**Problem to solve**. Can you put every line of the listing below into a numbered list, leaving out any blank lines?

**The data**.

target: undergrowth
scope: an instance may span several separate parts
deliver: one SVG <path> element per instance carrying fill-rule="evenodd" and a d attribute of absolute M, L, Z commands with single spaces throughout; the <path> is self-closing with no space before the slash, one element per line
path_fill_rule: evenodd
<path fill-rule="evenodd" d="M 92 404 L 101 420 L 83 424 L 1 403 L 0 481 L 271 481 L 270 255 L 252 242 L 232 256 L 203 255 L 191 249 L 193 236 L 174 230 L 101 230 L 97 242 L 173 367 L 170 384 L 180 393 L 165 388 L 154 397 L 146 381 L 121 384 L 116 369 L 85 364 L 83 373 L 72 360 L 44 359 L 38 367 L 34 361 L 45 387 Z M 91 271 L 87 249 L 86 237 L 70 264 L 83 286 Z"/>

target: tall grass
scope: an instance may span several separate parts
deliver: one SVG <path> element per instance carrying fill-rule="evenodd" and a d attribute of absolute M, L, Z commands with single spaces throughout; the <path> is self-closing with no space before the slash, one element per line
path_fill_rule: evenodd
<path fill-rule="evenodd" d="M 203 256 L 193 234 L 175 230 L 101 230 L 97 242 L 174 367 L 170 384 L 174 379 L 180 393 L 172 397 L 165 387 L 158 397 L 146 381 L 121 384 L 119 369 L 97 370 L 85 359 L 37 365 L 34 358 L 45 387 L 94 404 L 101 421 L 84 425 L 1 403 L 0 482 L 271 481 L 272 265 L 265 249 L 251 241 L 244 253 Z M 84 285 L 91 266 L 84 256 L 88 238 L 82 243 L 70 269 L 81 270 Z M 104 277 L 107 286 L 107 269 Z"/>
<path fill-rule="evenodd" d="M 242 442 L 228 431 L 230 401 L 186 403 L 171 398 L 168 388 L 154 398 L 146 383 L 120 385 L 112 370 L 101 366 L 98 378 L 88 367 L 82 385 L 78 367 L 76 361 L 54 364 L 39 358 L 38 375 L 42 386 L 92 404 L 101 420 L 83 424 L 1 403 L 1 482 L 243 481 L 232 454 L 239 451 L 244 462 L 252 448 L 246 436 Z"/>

**Task answer**.
1. target: undergrowth
2. scope: an instance may span several separate parts
3. deliver: one SVG <path> element per instance carrying fill-rule="evenodd" and a d attribute of absolute M, L, Z commands with single spaces throughout; the <path> is self-closing with no space before the slash, one element per line
4. path_fill_rule: evenodd
5. <path fill-rule="evenodd" d="M 92 404 L 101 420 L 83 424 L 1 403 L 0 481 L 271 481 L 270 255 L 252 242 L 232 256 L 203 255 L 191 249 L 193 236 L 174 230 L 101 230 L 97 242 L 173 367 L 170 384 L 180 393 L 165 388 L 154 397 L 146 381 L 121 384 L 116 369 L 85 364 L 83 373 L 72 360 L 44 359 L 38 367 L 34 361 L 45 387 Z M 91 271 L 87 249 L 86 237 L 70 264 L 83 286 Z"/>
6. target: tall grass
7. scope: an instance may span several separate parts
8. deliver: one SVG <path> element per instance carrying fill-rule="evenodd" and a d attribute of absolute M, L, Z commands with single spaces throughout; the <path> is self-closing with no space before the slash, one element per line
9. path_fill_rule: evenodd
10. <path fill-rule="evenodd" d="M 203 256 L 193 234 L 175 230 L 101 230 L 97 242 L 174 367 L 170 384 L 174 379 L 180 393 L 172 397 L 165 387 L 158 397 L 146 381 L 121 384 L 119 369 L 97 370 L 85 359 L 37 365 L 34 358 L 45 387 L 94 404 L 101 421 L 84 425 L 1 403 L 0 482 L 271 481 L 272 265 L 265 249 L 251 241 L 244 253 Z M 84 285 L 91 266 L 84 256 L 88 238 L 82 243 L 70 269 L 81 270 Z M 104 277 L 107 286 L 107 269 Z"/>
11. <path fill-rule="evenodd" d="M 242 442 L 228 431 L 230 401 L 186 403 L 171 398 L 168 388 L 154 398 L 146 383 L 120 385 L 112 370 L 101 366 L 98 378 L 88 367 L 82 385 L 78 367 L 76 361 L 54 364 L 39 358 L 38 375 L 42 386 L 92 404 L 101 420 L 83 424 L 1 403 L 1 482 L 243 481 L 232 454 L 239 451 L 244 462 L 252 448 L 246 436 Z"/>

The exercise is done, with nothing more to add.